▶ WORK TO COMPLETE
Please write out all of the rows below word for word, omitting the pictures from your answer.
-- START --
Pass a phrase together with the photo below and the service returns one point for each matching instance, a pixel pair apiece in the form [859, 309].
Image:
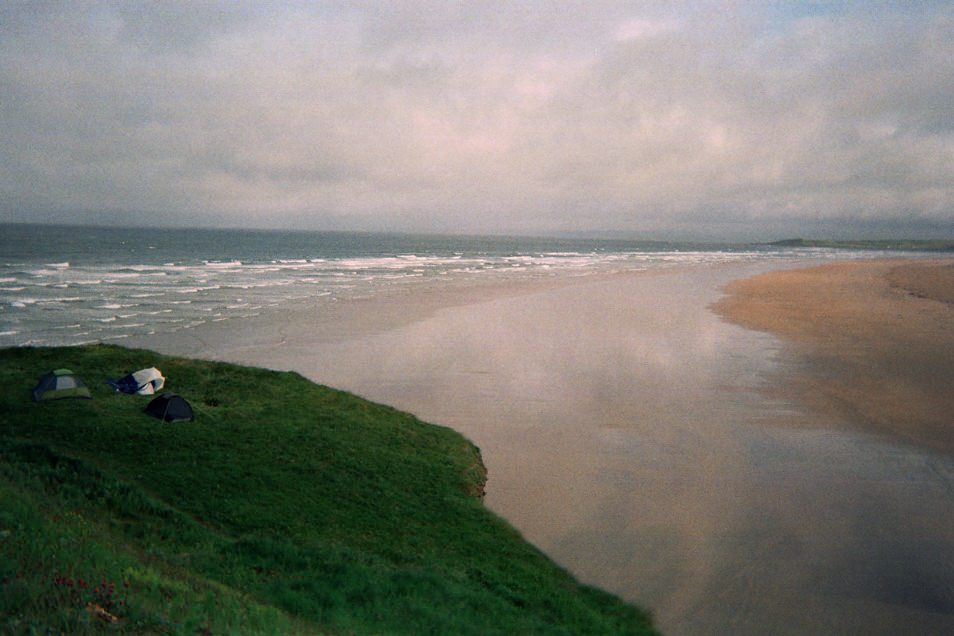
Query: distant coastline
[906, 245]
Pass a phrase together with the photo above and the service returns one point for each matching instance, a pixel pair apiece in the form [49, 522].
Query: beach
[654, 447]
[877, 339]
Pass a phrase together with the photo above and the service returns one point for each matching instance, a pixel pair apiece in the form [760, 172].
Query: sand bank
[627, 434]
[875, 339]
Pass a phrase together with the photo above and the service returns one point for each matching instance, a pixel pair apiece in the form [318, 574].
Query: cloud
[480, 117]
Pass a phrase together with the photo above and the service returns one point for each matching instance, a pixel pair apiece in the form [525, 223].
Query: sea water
-- END --
▶ SOLUTION FOR THIS PROBLEM
Pass a phrase together with the photo below and the service returns one point for each matching instance, a pixel pair apiece in the form [859, 309].
Image:
Query: distant coastline
[906, 245]
Pass a phrase together with the photo above and the service returns one point for each matching instance, a pixel pair apiece in the form [49, 522].
Query: beach
[654, 447]
[877, 339]
Pass a phrase together with the photo above and the service returns one point for each matching instance, a pixel pair apiece in the form [760, 172].
Query: sand bank
[627, 434]
[875, 339]
Pass a phrase together with the photo above and the service returns one point for each matching instance, a pixel pair apiece in the form [318, 574].
Query: cloud
[480, 117]
Pass a phrase together with the photo above and the service returns one point for each matching instance, a pixel pair apiece in the form [525, 223].
Query: sea water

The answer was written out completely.